ABOUT THIS TASK :: Retype, word for word, every line of the records below starting at the one that contains "pixel 289 238" and ending at the one that contains "pixel 197 298"; include both of those lines and nothing more.

Natural-language object grounding data ::
- - -
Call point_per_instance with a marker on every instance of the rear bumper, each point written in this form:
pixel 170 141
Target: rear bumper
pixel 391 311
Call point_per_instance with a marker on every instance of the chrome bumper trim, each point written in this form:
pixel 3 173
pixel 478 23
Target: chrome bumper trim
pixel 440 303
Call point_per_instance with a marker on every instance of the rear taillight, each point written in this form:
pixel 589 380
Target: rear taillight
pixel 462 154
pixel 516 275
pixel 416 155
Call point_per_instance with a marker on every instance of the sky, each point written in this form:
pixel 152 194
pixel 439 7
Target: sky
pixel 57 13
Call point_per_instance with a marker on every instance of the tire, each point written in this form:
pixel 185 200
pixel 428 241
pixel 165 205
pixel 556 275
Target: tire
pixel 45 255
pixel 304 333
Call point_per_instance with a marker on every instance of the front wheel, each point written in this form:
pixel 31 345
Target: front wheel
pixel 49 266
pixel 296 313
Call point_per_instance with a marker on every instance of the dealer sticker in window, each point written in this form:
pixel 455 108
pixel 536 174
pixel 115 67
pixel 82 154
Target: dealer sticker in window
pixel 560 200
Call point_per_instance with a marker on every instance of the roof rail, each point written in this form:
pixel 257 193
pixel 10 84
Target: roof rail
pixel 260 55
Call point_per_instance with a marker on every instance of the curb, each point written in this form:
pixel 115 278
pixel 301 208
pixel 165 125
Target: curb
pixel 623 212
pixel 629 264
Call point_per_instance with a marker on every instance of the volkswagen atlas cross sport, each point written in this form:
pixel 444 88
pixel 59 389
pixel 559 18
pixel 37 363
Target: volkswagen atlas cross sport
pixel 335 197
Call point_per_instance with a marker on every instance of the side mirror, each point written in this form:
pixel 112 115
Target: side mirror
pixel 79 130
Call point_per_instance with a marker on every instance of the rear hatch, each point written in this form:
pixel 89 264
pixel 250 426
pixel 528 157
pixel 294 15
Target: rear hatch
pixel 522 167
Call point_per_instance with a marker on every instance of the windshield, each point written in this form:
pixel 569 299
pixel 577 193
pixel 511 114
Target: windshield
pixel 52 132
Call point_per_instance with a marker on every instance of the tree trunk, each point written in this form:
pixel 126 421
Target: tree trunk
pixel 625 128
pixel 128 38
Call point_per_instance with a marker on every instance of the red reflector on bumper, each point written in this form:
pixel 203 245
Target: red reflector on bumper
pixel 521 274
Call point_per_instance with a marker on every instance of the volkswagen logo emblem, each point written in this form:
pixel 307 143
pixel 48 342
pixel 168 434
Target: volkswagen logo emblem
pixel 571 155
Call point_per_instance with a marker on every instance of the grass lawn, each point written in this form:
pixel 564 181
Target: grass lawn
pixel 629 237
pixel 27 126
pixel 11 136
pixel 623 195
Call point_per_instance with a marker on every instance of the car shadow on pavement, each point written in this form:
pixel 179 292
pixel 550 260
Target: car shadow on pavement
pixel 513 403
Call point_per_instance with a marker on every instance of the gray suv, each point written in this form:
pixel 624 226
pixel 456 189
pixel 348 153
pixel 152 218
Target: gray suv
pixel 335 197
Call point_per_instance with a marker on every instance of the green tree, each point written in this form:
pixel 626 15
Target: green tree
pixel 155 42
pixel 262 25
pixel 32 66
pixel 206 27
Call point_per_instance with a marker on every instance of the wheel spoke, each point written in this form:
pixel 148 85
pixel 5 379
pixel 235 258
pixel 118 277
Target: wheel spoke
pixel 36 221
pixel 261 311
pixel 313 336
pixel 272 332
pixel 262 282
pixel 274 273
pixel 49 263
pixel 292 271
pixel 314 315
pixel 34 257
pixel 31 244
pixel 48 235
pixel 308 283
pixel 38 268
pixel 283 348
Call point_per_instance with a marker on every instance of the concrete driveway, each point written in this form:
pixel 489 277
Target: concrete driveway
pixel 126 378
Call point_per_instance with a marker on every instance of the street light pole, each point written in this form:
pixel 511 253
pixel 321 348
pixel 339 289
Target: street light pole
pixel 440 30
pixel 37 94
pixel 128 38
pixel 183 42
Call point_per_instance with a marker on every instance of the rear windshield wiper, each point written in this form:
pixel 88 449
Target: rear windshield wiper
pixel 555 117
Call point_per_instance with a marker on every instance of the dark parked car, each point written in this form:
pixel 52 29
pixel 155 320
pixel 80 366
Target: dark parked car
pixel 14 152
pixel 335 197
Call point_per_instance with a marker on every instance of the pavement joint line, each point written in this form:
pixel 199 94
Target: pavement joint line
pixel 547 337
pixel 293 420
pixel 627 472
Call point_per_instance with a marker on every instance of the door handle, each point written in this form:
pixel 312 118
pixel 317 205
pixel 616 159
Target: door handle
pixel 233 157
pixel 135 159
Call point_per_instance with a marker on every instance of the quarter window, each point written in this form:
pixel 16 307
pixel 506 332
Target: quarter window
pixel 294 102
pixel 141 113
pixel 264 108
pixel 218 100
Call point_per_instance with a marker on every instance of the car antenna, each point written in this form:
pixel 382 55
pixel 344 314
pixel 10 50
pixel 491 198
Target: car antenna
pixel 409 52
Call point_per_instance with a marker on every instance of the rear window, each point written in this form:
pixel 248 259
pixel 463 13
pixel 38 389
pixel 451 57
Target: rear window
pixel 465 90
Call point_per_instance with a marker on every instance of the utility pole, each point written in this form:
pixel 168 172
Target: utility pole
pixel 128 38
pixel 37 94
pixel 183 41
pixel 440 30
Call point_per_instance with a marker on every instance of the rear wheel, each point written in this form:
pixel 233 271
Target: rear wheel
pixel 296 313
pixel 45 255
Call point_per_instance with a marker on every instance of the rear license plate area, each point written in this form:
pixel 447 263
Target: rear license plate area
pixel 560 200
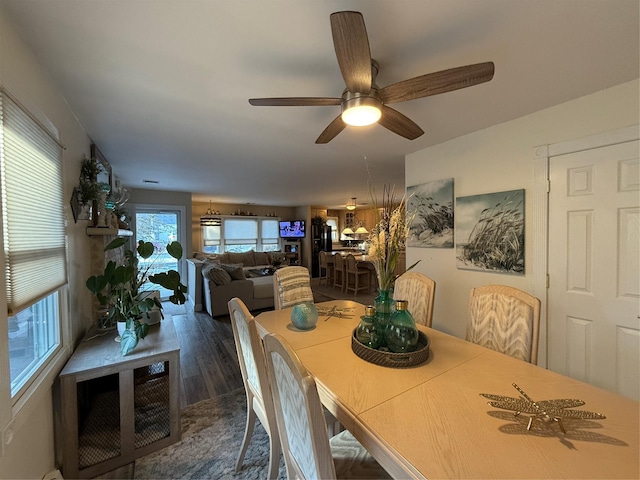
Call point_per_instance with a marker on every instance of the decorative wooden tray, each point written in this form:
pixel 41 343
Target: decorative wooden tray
pixel 390 359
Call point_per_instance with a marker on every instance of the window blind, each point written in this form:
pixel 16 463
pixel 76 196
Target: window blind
pixel 237 229
pixel 32 208
pixel 270 230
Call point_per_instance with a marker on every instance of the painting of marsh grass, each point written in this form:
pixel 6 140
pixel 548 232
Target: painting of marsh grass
pixel 432 224
pixel 490 232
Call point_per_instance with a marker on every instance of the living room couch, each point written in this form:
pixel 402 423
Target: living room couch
pixel 214 279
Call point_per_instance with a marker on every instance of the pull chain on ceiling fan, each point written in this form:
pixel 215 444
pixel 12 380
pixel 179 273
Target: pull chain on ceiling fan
pixel 362 101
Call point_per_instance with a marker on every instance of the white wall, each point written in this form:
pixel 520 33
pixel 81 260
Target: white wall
pixel 500 158
pixel 30 452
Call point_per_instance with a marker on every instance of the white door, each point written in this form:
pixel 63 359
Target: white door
pixel 594 265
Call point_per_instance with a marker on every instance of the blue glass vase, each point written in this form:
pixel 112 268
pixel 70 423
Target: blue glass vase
pixel 385 306
pixel 304 316
pixel 401 334
pixel 367 331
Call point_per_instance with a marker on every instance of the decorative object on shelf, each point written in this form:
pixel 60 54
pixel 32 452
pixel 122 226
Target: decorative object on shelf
pixel 103 211
pixel 121 288
pixel 547 410
pixel 386 358
pixel 121 217
pixel 210 219
pixel 401 334
pixel 104 322
pixel 304 316
pixel 88 190
pixel 367 331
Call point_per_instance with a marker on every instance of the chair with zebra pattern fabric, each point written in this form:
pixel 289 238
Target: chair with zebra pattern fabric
pixel 419 290
pixel 505 319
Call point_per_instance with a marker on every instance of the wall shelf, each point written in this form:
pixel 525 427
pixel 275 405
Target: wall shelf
pixel 106 231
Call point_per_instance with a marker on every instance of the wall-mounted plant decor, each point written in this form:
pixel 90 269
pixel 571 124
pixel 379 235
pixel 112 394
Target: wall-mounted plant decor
pixel 432 224
pixel 490 232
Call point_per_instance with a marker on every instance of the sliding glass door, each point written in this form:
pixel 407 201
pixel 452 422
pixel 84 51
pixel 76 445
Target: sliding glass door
pixel 160 226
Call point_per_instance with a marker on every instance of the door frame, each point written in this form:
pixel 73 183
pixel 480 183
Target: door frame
pixel 542 156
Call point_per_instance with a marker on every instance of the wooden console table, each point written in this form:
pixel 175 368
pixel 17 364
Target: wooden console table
pixel 117 408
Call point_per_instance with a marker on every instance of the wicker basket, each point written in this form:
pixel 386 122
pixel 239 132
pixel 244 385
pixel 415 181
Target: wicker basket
pixel 390 359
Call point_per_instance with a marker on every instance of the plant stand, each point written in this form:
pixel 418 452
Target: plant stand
pixel 117 408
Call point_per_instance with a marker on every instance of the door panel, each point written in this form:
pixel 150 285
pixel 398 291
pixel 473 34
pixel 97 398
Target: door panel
pixel 594 280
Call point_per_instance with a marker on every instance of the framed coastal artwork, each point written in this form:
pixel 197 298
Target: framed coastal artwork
pixel 432 206
pixel 490 232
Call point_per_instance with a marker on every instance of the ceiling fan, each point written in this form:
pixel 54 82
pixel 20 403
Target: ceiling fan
pixel 362 101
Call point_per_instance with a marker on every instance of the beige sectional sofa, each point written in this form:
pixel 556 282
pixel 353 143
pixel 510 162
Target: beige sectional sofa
pixel 214 279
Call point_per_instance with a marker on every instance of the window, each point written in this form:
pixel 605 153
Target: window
pixel 34 251
pixel 160 225
pixel 241 234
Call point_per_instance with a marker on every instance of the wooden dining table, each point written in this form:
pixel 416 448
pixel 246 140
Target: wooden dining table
pixel 430 421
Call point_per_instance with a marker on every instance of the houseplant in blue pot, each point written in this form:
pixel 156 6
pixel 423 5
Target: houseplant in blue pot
pixel 123 288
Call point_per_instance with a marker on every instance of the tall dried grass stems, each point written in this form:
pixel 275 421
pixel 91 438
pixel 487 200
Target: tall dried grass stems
pixel 388 237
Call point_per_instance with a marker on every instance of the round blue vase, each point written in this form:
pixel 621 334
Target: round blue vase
pixel 304 316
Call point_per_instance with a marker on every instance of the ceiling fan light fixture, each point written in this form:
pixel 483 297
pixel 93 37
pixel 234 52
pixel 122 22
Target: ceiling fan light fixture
pixel 361 110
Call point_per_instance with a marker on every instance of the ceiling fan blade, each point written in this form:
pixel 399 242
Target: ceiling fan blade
pixel 438 82
pixel 399 123
pixel 294 101
pixel 352 49
pixel 333 129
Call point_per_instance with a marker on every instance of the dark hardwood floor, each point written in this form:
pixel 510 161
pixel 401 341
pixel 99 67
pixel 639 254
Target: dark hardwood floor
pixel 208 361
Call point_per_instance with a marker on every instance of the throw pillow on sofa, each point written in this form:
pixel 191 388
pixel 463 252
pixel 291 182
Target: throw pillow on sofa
pixel 246 258
pixel 216 274
pixel 234 270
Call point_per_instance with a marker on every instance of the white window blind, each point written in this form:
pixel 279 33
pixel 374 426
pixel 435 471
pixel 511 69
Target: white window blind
pixel 270 230
pixel 240 230
pixel 32 208
pixel 211 235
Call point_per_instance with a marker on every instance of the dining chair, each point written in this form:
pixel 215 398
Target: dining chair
pixel 356 278
pixel 256 384
pixel 291 285
pixel 339 272
pixel 505 319
pixel 419 290
pixel 308 451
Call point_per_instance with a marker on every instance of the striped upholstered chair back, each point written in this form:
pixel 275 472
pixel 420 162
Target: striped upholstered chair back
pixel 505 319
pixel 419 290
pixel 291 285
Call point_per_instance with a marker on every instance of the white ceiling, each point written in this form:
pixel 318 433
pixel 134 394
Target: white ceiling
pixel 161 86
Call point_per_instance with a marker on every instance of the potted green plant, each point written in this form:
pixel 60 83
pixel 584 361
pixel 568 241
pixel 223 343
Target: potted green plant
pixel 121 289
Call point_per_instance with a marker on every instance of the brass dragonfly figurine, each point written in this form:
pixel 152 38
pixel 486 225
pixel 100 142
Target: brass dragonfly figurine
pixel 547 410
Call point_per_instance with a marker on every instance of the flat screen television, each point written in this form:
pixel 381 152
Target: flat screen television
pixel 292 229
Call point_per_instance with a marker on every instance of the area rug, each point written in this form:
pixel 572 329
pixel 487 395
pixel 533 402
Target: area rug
pixel 212 432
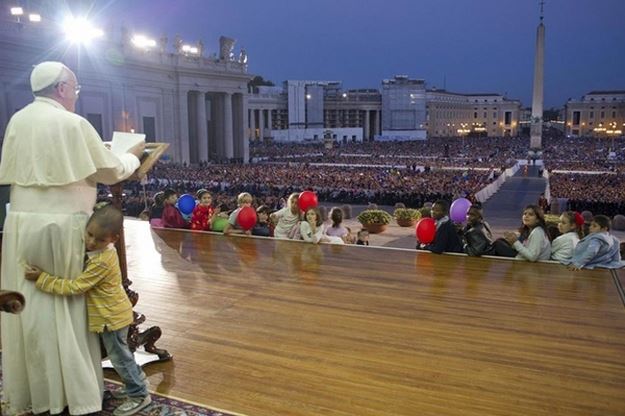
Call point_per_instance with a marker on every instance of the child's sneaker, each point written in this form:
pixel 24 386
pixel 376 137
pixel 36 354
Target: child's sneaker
pixel 132 406
pixel 119 393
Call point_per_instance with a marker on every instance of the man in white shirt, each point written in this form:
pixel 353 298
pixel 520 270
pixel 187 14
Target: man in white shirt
pixel 53 159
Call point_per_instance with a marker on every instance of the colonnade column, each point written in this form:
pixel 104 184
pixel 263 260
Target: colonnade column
pixel 261 124
pixel 228 131
pixel 183 132
pixel 202 128
pixel 268 134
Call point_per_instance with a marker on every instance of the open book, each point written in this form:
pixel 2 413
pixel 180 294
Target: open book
pixel 122 141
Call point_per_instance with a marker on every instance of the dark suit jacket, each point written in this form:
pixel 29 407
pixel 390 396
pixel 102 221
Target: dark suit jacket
pixel 446 240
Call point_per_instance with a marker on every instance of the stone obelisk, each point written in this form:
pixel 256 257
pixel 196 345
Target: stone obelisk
pixel 536 129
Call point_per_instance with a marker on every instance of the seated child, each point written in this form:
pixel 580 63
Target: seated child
pixel 570 228
pixel 262 227
pixel 477 236
pixel 109 310
pixel 446 238
pixel 243 200
pixel 363 238
pixel 203 212
pixel 598 249
pixel 172 218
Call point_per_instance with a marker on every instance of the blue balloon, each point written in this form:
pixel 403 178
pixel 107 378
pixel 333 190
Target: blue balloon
pixel 186 203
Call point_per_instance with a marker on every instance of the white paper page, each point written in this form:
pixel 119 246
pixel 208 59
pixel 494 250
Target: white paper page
pixel 123 141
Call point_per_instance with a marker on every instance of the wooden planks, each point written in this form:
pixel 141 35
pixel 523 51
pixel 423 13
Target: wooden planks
pixel 267 327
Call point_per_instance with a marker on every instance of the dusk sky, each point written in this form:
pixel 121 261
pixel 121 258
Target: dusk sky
pixel 475 45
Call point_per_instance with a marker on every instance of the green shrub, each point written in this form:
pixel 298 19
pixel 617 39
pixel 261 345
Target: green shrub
pixel 407 214
pixel 374 216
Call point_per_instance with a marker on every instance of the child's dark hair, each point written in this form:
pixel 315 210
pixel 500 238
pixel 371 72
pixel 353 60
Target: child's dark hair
pixel 602 221
pixel 159 197
pixel 540 216
pixel 318 220
pixel 108 217
pixel 337 216
pixel 570 215
pixel 199 194
pixel 168 192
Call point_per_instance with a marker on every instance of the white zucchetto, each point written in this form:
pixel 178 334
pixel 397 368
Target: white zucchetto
pixel 45 74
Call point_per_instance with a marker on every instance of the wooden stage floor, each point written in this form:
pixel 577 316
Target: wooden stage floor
pixel 267 327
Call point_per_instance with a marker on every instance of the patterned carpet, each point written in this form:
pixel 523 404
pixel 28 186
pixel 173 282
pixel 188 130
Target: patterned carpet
- - -
TASK RESPONSE ::
pixel 289 238
Target: chair with zebra pattern fabric
pixel 419 290
pixel 505 319
Call point_per_instance with a marker on every instance of the wall shelf, each point written in this form:
pixel 525 427
pixel 275 405
Target: wall shelf
pixel 106 231
Call point_per_instance with a marker on every instance of the wall-mounted plant decor, each point written in this form:
pixel 90 269
pixel 571 124
pixel 379 235
pixel 112 394
Target: wall-mounted plant decor
pixel 432 224
pixel 490 232
Call point_per_instance with a marker on every instance of the sliding glass door, each point written in this form:
pixel 407 201
pixel 452 422
pixel 84 51
pixel 76 445
Target: sliding glass door
pixel 160 226
Call point_per_instance with a marker on every instance of the door frame, each point written in this form:
pixel 73 183
pixel 480 183
Target: door frame
pixel 542 156
Call point_per_instance with a marker on every instance of the wooden console table, each point written in this form:
pixel 175 368
pixel 17 364
Target: wooden console table
pixel 117 408
Call point_per_instance with a marker on every instance of the wicker basket, each point written in this form:
pixel 386 122
pixel 239 132
pixel 244 385
pixel 415 181
Target: wicker basket
pixel 390 359
Call point_per_instance with a marker on every instance of the plant stand, each point written in this form:
pixel 418 452
Target: plant stand
pixel 117 408
Call point_per_instance with a marker on every instance of the door panel, each point written in this form:
pixel 150 285
pixel 398 291
pixel 473 34
pixel 97 398
Target: door panel
pixel 594 280
Call point_per_instance with a marker on every instance of the framed coastal artwork, each point written in this form:
pixel 197 298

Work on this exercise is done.